Sometimes kids just need a little practice

Share: My brother-in-law dropped off his 5-year old son at my house the other day so he could go to his little girl's dance recital
. Within a short period of time he, along with my other children, became rowdy and started distracting my 1-year old little girl from eating. She became so distracted in fact that she stopped eating entirely and was fascinated by whatever they were doing. After a while, I looked over at my nephew and my kids and said, "Alright, guys, I need you to go upstairs so that I can finish feeding baby Ashlyn." My nephew looked at me and said, "No!"
It's a good thing that I spent the last few months building a good relationship with my nephew so that at times like these I can handle the situation without damaging the relationship. I looked at him, smiled, and said, "I thought you might say that." I then walked over to him, picked him up, and took him upstairs. As I picked him up, I said, "I guess your ears weren't working very well. That's okay; I will just have you sit in this room for a few minutes to give them some rest." The room that I had him sit in conveniently has the door knob switched so the lock is on the outside. Needless to say, it was pretty easy to keep him in the room until I finished feeding my baby girl.

STATED TASK A |
Can you reproduce the story about the nephew word for word, between "It's a good" and "my baby girl.", inclusive?

TASK INPUT |
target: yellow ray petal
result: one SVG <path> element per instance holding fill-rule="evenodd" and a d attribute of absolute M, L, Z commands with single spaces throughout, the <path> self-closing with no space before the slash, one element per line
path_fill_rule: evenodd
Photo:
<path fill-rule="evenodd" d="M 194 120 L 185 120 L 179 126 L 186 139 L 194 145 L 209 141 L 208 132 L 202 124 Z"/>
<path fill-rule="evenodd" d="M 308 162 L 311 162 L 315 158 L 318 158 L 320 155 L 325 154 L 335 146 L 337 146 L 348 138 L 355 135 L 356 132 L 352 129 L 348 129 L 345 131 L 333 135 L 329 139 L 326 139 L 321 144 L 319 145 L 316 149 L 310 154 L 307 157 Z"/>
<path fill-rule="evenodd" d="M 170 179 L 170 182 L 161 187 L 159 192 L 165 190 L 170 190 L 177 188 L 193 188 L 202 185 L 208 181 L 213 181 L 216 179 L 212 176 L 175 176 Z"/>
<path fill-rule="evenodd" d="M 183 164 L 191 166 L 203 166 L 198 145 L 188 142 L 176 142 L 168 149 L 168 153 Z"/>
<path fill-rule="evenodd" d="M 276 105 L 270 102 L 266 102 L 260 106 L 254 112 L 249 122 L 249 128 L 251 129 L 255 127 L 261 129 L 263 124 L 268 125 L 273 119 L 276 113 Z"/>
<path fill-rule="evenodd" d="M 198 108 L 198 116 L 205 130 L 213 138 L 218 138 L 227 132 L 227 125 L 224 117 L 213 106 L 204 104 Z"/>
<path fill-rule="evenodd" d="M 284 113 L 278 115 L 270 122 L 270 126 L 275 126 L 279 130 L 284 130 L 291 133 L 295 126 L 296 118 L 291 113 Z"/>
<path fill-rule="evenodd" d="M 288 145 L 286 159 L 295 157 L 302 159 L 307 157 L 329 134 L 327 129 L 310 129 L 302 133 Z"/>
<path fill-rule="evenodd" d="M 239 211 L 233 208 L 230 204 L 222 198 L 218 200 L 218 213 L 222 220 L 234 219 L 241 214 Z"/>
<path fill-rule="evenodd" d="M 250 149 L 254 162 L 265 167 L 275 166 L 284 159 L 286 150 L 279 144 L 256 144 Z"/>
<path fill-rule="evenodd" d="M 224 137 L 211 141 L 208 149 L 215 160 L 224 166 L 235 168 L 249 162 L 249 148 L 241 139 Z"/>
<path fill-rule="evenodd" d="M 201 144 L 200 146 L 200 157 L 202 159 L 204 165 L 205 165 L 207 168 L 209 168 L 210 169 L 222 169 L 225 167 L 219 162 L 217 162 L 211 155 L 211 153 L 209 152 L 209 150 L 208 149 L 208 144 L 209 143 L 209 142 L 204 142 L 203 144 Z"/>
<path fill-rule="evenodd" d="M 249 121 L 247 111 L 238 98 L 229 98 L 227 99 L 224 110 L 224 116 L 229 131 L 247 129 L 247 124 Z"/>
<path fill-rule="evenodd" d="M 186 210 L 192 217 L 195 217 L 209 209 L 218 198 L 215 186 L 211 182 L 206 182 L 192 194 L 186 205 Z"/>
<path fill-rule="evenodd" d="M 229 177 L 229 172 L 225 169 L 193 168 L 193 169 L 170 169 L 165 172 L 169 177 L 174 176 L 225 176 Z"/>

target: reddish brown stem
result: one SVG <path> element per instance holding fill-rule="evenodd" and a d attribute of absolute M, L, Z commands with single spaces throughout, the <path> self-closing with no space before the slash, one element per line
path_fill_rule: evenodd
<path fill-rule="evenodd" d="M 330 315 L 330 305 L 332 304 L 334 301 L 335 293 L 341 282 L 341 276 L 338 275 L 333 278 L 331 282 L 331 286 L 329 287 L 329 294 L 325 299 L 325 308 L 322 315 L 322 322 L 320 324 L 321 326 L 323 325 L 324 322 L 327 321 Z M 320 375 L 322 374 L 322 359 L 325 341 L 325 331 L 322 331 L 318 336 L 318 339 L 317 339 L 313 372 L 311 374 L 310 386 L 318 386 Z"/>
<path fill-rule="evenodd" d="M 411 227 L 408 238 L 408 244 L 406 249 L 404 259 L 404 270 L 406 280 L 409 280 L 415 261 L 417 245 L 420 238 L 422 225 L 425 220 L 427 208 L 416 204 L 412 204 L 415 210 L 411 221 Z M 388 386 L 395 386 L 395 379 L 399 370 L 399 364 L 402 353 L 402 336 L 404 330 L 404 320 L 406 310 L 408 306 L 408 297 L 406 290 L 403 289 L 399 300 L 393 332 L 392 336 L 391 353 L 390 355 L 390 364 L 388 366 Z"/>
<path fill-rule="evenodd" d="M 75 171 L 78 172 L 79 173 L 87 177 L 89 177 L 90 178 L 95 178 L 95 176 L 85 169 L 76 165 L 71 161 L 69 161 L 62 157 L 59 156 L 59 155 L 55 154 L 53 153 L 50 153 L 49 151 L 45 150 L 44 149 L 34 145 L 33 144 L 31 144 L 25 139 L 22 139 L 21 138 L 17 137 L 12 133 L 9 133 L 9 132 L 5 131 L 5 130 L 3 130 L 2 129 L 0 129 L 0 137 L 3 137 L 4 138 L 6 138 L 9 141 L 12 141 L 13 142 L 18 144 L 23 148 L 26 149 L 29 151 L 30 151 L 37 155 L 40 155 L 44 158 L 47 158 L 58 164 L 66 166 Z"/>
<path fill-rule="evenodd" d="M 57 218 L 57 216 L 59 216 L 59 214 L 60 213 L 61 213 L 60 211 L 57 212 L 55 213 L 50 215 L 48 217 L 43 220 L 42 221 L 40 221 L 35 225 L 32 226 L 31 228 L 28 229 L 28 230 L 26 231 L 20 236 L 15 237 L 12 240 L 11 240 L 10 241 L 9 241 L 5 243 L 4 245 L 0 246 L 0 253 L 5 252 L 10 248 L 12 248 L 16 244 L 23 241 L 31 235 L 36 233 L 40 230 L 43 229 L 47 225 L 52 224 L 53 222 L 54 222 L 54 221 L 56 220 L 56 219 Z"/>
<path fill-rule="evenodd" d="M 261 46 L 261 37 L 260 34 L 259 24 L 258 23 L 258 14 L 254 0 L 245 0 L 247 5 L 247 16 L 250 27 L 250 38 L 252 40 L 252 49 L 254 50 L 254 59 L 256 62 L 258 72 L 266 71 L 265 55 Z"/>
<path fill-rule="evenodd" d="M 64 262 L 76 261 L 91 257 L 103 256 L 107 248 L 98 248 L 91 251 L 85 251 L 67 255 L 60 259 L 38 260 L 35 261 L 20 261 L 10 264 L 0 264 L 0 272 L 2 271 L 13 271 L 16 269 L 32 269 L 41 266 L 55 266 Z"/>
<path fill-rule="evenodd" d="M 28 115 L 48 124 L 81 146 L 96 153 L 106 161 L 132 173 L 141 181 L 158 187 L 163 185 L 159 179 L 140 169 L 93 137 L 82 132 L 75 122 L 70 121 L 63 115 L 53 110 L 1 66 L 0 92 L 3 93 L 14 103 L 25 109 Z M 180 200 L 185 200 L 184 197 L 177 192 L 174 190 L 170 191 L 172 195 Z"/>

STATED TASK B |
Would you quote the records exactly, between the lines holding "target: reddish brown stem" and "411 227 L 408", inclusive?

FULL RESPONSE A |
It's a good thing that I spent the last few months building a good relationship with my nephew so that at times like these I can handle the situation without damaging the relationship. I looked at him, smiled, and said, "I thought you might say that." I then walked over to him, picked him up, and took him upstairs. As I picked him up, I said, "I guess your ears weren't working very well. That's okay; I will just have you sit in this room for a few minutes to give them some rest." The room that I had him sit in conveniently has the door knob switched so the lock is on the outside. Needless to say, it was pretty easy to keep him in the room until I finished feeding my baby girl.

FULL RESPONSE B |
target: reddish brown stem
result: one SVG <path> element per instance holding fill-rule="evenodd" and a d attribute of absolute M, L, Z commands with single spaces throughout, the <path> self-closing with no space before the slash, one element per line
path_fill_rule: evenodd
<path fill-rule="evenodd" d="M 330 315 L 330 305 L 332 304 L 334 301 L 335 293 L 341 282 L 341 276 L 338 275 L 333 278 L 331 282 L 331 286 L 329 287 L 329 294 L 325 299 L 325 308 L 322 315 L 322 322 L 320 324 L 321 326 L 323 325 L 324 322 L 327 321 Z M 320 375 L 322 374 L 322 359 L 325 341 L 325 331 L 322 331 L 318 336 L 318 339 L 317 339 L 313 372 L 311 374 L 310 386 L 318 386 Z"/>
<path fill-rule="evenodd" d="M 411 227 L 408 238 L 408 244 L 406 249 L 404 259 L 404 270 L 406 280 L 409 280 L 415 261 L 417 245 L 420 238 L 422 225 L 425 220 L 427 208 L 416 204 L 412 204 L 415 210 L 411 221 Z M 388 386 L 395 386 L 395 379 L 399 370 L 399 364 L 402 353 L 402 336 L 404 330 L 404 320 L 406 310 L 408 306 L 408 297 L 406 290 L 403 289 L 399 300 L 393 332 L 392 336 L 391 353 L 390 355 L 390 364 L 388 366 Z"/>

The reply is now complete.